Damage to a part of the brain that regulates hyperactivity can contribute to both memory problems and seizures in the most common form of epilepsy, according to research at the University of Wisconsin–Madison.
The study, published recently in the Journal of Neuroscience, may lead to earlier diagnosis of epilepsy and possibly new ways to treat epilepsy and other disorders that share symptoms, like Alzheimer’s disease, traumatic brain injury and autism spectrum disorder.
Temporal lobe epilepsy, marked by seizures in the brain’s centers for learning and memory, affects more than half of the 3.4 million people in the U.S. diagnosed with epilepsy. One part of the temporal lobe, called the dentate gyrus, has long been suspected to work as a gate — helping to manage brain activity by getting choosy about which patterns of brain cells are active and which are silenced.
“You can think of each pattern as representing one memory,” says Antoine Madar, now a postdoctoral researcher at the University of Chicago, who conducted the research while earning his doctorate at UW–Madison in the lab of neuroscience Professor Matt Jones. “One pattern represents the first time you visited an art museum. Another, similar pattern is going to represent the second time you went to the museum.”
The unique features of each memory may be subtle — from the specific art you admired, different friends along for the experience or even the time of day — but they are important for guiding specific recollections. Researchers like Madar suspected the dentate gyrus helps to discriminate between similar memories, withholding all but the appropriate patterns to prevent confusion.
“In epilepsy, there is this huge rewiring of the dentate gyrus. Some cells die, some new neurons and new connections between neurons are added in the wrong places” Madar says. “It’s a dramatic difference from a healthy dentate gyrus.”
This rewiring, along with molecular changes inside each cell, allows seizures to develop. But it’s unclear what effect this reorganization of the dentate gyrus has on memory.
With the help of UW–Madison neurologists Bruce Hermann and Rama Maganti, the researchers studied patients in the UW School of Medicine and Public Health’s Epilepsy Monitoring Unit, asking them to take image recognition tests. These tests revealed the trouble they had discriminating between similar memories relative to healthy people of similar age and gender.
The study may lead to earlier diagnosis of epilepsy and possibly new ways to treat epilepsy, Alzheimer’s disease, traumatic brain injury and autism spectrum disorder.
The researchers also studied a mouse model of epilepsy and tested their memory by releasing them repeatedly into an arena with a pair of identical objects. Each time a mouse returned to the arena, one of the objects had been moved to a different location.
“Normal mice noticed and acted like something was different. They spent extra time exploring the object that was in a new location,” says Jones, whose work is supported by the National Institutes of Health. “Mice with epilepsy explored, but they did not show a preference for any object; they behaved as if nothing had changed, confusing the new situation with their memory of the old one.”

☆ ☆ ☆ ☆ ☆

◆ **Task instructions**: Extend the article on epilepsy and memory, picking up after its final paragraph.

☆ ☆ ☆ ☆ ☆

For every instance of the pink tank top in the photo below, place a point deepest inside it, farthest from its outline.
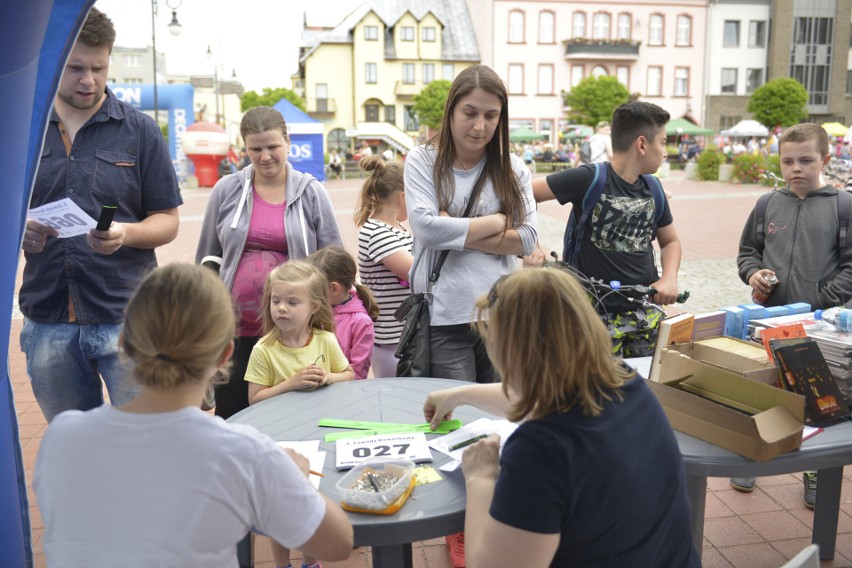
(266, 248)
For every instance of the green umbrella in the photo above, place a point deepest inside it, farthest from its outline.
(524, 135)
(683, 127)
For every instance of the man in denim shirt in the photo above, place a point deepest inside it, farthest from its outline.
(97, 151)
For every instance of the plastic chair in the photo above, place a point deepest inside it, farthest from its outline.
(807, 558)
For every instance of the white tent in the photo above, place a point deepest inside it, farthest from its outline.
(746, 128)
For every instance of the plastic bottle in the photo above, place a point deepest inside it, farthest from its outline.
(840, 318)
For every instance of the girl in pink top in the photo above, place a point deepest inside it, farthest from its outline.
(353, 304)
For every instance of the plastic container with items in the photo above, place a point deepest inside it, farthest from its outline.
(379, 487)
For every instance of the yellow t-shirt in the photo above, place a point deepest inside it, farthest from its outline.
(272, 363)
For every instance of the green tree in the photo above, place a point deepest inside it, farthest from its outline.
(779, 102)
(251, 99)
(430, 102)
(594, 99)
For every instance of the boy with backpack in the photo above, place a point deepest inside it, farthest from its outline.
(618, 209)
(799, 234)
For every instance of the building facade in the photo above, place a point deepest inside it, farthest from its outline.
(544, 48)
(359, 78)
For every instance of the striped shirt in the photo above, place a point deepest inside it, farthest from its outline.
(377, 241)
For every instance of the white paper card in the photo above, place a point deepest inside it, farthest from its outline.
(65, 216)
(406, 446)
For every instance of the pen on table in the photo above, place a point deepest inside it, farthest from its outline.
(467, 443)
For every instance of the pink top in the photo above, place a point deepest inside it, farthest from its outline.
(265, 248)
(354, 330)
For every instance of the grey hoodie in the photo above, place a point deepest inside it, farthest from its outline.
(800, 246)
(309, 222)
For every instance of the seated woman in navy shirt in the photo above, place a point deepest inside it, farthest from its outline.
(593, 475)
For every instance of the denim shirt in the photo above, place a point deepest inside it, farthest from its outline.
(119, 157)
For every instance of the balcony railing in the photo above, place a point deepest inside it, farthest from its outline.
(577, 48)
(321, 106)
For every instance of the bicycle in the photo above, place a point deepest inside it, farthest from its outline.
(640, 325)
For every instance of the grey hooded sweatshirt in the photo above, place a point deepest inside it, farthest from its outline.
(800, 245)
(309, 222)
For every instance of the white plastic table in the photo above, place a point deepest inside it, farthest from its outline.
(827, 452)
(433, 510)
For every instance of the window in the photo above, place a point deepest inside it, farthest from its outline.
(655, 29)
(410, 118)
(600, 26)
(622, 73)
(684, 30)
(578, 25)
(757, 33)
(321, 91)
(655, 76)
(681, 81)
(448, 72)
(428, 73)
(731, 34)
(408, 73)
(516, 79)
(545, 79)
(545, 27)
(516, 26)
(370, 73)
(371, 112)
(625, 26)
(577, 73)
(754, 79)
(729, 80)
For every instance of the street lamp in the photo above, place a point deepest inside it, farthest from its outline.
(215, 81)
(174, 29)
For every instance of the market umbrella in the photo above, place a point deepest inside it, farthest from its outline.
(524, 135)
(683, 127)
(835, 129)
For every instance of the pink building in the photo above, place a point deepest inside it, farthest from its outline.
(544, 48)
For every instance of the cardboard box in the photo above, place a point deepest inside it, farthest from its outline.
(744, 358)
(702, 403)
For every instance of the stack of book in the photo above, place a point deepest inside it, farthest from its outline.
(836, 346)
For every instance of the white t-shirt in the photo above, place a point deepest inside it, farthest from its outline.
(170, 489)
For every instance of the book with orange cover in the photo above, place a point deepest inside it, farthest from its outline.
(791, 331)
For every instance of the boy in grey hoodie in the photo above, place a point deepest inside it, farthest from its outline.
(800, 243)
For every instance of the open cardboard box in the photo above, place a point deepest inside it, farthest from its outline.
(703, 404)
(741, 357)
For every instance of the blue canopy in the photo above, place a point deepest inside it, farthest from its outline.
(306, 139)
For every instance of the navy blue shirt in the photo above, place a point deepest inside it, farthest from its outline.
(612, 486)
(119, 157)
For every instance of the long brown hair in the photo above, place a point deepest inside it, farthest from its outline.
(558, 354)
(339, 266)
(498, 164)
(305, 274)
(384, 182)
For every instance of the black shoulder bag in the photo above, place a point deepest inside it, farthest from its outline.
(414, 351)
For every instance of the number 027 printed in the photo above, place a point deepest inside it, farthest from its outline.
(65, 216)
(394, 446)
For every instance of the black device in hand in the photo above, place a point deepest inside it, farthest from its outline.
(105, 220)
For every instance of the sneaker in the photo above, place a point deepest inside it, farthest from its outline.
(744, 484)
(455, 542)
(809, 479)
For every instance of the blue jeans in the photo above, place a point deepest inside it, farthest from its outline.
(457, 352)
(65, 363)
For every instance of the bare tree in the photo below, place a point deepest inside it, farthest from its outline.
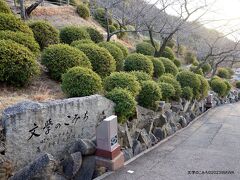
(26, 12)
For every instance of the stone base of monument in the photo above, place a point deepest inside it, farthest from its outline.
(108, 154)
(111, 165)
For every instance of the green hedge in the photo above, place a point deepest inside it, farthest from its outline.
(238, 84)
(21, 38)
(125, 103)
(169, 66)
(61, 57)
(102, 61)
(83, 11)
(141, 76)
(122, 47)
(187, 93)
(170, 79)
(72, 33)
(149, 94)
(44, 33)
(168, 53)
(145, 49)
(4, 8)
(168, 91)
(206, 68)
(115, 52)
(80, 81)
(219, 86)
(95, 35)
(188, 78)
(138, 62)
(223, 73)
(11, 23)
(122, 80)
(159, 68)
(79, 42)
(17, 64)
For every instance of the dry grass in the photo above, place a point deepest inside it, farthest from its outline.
(40, 89)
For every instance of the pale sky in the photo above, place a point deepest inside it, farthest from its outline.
(224, 15)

☆ ☆ ☆ ☆ ☆

◆ **Answer box**:
Looking for the cause of that confusion, Madar examined brain tissue taken from the mice that had undergone memory testing. With a series of specific electrical pulses, he stimulated the nerve fibers that serve as inputs to the dentate gyrus and recorded the patterns of neuronal activity at the output of the dentate gate.
In healthy mice, similar input patterns were transformed by the dentate gyrus network into easily distinguishable patterns of output activity. The input patterns simulated different but similar memories. In epileptic mice, that process was broken. A subset of the neurons was not doing its job to separate patterns. Instead of transmitting a single impulse from Madar’s electrodes, the epileptic neurons would pass along bursts of pulses.
“We wonder if the same deficits in dentate gyrus function that cause memory problems are simultaneously causing susceptibility to these seizures,” Jones says. “That abnormal activity leads to over-excitation, and that’s how seizures happen.”
The new study, which received support from the Madison-based Lily’s Fund for Epilepsy Research, improves our understanding of the mechanisms of memory, linking the biological function of the dentate gyrus and the ability to avoid memory confusion. This could lead to better care for patients with epilepsy and similar disorders that feature memory impairments or seizures, especially if the new findings help researchers differentiate between brain cells that are damaged and those that retain normal function.
“Identifying markers to specifically target pathological neurons could allow treatment of both seizures and memory symptoms with fewer side effects than current anti-seizure drugs,” Madar says.
Because memory problems often precede the seizure that leads to an epilepsy diagnosis, they could be used to diagnose patients earlier.
“Take a person who’s had a head injury: They could evaluate their own memory regularly, using inexpensive and noninvasive computer-based tests like we used,” Jones says. “If they start showing progressive deficits, a clinician could propose treatment to make sure they never have a first seizure.”